I’d like more information on how these Channel Files are created, tested, and deployed. What’s the minimum number of people that can do it? How fast can the process go?

pneumonic1y ago

> we are doing a "root cause analysis to determine how this logic flaw occurred"

That's going to find a cause: a programmer made an error. That's not the root of the problem. The root of the problem is allowing such an error to be released (especially obvious because of its widespread impact).

isthisreallife21y ago

So - a malformed configuration is capable of crashing a kernel process. Sounds very exploitable. Very

canistel1y ago

> This issue is not the result of or related to a cyberattack.

Must be corrected to "the issue is not the result of or related to a cyberattack by external agents".

geuis1y ago

Weak.

Very weak and over corporate level of ass covering. And it doesn't even come close to doing that.

They should just let the EM of the team involved provide a public detailed response that I'm sure is floating around internally. Just own the problem and address the questions rather than trying to play at politics, quite poorly.

→ **Your objective**:
Transcribe the part of the forum thread between "So - a malformed" and "to doing that.", inclusive.

Picture annotation records
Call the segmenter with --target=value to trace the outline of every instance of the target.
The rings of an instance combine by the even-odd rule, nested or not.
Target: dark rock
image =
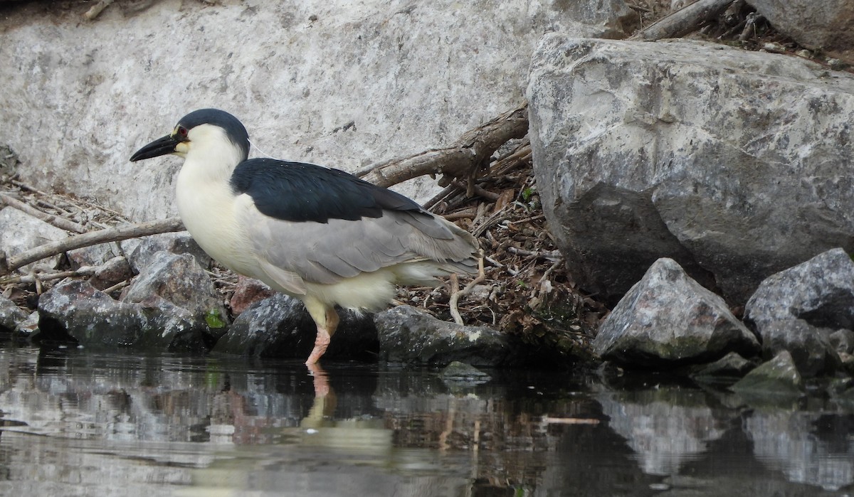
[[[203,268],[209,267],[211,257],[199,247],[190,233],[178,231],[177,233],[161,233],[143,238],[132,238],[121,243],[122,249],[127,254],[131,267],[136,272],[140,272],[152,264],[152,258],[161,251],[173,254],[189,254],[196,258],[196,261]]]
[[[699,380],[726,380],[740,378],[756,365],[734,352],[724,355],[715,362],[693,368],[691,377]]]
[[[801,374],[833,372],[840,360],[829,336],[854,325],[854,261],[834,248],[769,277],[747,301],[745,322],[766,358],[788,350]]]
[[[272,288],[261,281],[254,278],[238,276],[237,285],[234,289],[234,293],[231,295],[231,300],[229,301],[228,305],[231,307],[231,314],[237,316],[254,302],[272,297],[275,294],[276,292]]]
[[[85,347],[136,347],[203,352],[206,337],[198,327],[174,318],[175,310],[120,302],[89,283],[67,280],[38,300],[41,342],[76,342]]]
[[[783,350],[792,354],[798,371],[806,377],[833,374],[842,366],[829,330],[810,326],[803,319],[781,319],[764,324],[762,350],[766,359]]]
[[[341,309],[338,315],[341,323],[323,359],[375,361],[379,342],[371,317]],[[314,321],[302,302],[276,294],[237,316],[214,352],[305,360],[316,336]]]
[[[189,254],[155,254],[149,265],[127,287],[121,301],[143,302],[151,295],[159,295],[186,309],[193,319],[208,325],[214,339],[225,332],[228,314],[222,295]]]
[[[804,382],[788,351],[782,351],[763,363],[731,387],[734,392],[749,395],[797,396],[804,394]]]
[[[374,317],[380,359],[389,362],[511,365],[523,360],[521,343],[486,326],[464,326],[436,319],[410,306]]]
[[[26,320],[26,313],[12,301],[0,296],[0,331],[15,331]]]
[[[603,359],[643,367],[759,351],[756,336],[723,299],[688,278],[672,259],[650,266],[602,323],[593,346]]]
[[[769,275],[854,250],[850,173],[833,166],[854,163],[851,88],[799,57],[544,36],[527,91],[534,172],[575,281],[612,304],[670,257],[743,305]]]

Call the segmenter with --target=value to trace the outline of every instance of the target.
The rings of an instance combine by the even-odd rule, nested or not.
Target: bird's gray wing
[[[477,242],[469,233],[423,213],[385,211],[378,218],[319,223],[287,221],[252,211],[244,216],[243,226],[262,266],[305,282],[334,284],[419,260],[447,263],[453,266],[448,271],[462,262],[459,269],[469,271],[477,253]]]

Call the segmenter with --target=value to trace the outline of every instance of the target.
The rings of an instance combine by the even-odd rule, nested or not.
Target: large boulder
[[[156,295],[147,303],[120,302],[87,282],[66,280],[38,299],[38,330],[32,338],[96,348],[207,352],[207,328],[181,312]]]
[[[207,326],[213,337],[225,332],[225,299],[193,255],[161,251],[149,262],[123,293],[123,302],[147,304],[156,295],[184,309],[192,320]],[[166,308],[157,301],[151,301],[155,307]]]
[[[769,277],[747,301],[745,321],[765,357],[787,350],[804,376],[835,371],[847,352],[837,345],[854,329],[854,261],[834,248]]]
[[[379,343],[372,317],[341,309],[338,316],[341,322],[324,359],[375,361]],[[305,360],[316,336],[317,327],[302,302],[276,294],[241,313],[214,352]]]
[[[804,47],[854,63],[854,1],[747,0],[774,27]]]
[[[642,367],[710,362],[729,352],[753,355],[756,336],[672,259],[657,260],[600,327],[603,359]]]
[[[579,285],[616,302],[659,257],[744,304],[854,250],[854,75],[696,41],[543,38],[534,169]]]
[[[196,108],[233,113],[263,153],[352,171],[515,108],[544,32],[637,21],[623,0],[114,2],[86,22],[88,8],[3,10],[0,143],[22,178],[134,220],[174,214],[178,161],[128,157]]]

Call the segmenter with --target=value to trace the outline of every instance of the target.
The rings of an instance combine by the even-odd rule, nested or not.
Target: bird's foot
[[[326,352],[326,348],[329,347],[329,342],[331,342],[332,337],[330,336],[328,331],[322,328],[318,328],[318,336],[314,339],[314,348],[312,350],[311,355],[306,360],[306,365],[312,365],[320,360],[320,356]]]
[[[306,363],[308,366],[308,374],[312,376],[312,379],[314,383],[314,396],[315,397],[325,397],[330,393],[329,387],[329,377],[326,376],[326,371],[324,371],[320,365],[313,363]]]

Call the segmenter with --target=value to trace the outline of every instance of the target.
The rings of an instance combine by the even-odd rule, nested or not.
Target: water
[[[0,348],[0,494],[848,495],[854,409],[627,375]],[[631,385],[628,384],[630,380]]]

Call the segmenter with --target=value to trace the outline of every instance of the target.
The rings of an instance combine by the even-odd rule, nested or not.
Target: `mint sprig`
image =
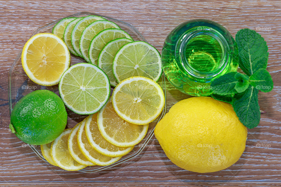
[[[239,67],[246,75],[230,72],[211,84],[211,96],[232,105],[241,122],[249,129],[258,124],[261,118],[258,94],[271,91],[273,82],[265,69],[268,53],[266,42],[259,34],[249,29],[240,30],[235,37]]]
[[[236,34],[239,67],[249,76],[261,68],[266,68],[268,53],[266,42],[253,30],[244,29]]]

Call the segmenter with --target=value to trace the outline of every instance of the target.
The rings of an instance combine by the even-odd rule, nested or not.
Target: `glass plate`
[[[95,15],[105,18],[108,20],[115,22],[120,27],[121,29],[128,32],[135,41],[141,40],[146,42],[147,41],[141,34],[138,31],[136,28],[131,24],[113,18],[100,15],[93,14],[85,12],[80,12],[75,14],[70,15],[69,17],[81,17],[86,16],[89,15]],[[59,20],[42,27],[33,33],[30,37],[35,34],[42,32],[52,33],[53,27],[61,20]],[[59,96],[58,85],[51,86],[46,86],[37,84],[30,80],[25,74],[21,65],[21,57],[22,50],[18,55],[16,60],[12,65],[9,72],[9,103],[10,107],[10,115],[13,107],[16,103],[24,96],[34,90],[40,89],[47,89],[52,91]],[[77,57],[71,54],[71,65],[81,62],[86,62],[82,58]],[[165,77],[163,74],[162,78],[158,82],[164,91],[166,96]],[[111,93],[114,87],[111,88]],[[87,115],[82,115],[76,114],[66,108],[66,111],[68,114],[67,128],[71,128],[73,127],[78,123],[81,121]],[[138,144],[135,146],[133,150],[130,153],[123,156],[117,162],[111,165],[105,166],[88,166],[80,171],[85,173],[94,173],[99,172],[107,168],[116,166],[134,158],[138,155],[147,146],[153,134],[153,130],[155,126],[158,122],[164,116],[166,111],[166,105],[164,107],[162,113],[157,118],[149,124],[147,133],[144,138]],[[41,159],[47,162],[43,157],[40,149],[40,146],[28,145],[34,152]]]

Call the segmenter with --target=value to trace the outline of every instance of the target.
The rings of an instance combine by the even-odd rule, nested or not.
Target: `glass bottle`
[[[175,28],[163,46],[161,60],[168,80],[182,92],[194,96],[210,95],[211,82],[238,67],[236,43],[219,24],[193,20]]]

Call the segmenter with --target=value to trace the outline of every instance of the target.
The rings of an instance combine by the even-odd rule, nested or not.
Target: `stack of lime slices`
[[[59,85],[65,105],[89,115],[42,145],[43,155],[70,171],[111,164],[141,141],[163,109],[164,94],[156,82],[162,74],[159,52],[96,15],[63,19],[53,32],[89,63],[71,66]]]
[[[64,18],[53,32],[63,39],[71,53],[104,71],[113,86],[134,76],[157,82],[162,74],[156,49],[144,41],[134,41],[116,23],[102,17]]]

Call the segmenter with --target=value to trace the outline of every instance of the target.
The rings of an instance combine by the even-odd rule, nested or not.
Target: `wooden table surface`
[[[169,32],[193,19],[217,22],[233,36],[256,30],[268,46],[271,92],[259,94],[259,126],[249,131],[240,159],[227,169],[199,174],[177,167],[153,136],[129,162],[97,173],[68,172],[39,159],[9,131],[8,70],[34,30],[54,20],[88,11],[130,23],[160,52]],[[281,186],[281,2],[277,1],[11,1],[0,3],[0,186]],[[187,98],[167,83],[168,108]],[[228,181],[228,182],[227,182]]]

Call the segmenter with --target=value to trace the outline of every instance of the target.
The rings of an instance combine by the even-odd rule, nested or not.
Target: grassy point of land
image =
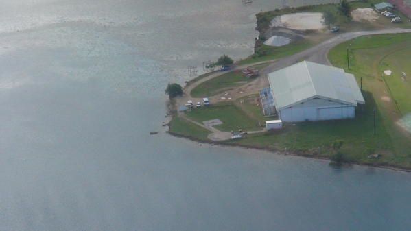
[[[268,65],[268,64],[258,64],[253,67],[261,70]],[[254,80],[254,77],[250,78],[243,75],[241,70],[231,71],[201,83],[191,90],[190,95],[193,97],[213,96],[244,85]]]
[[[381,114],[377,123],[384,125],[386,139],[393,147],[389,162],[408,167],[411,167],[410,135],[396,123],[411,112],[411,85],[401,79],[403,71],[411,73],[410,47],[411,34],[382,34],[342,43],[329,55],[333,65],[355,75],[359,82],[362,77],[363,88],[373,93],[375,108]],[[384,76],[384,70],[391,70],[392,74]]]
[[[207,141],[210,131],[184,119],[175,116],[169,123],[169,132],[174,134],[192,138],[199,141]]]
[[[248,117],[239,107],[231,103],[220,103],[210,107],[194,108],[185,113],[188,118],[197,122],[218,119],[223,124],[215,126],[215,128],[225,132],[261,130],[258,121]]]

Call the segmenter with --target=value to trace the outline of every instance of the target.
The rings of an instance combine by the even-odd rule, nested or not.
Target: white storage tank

→ **Written response**:
So - a malformed configuration is capable of crashing a kernel process. Sounds very exploitable. Very

canistel1y ago

> This issue is not the result of or related to a cyberattack.

Must be corrected to "the issue is not the result of or related to a cyberattack by external agents".

geuis1y ago

Weak.

Very weak and over corporate level of ass covering. And it doesn't even come close to doing that.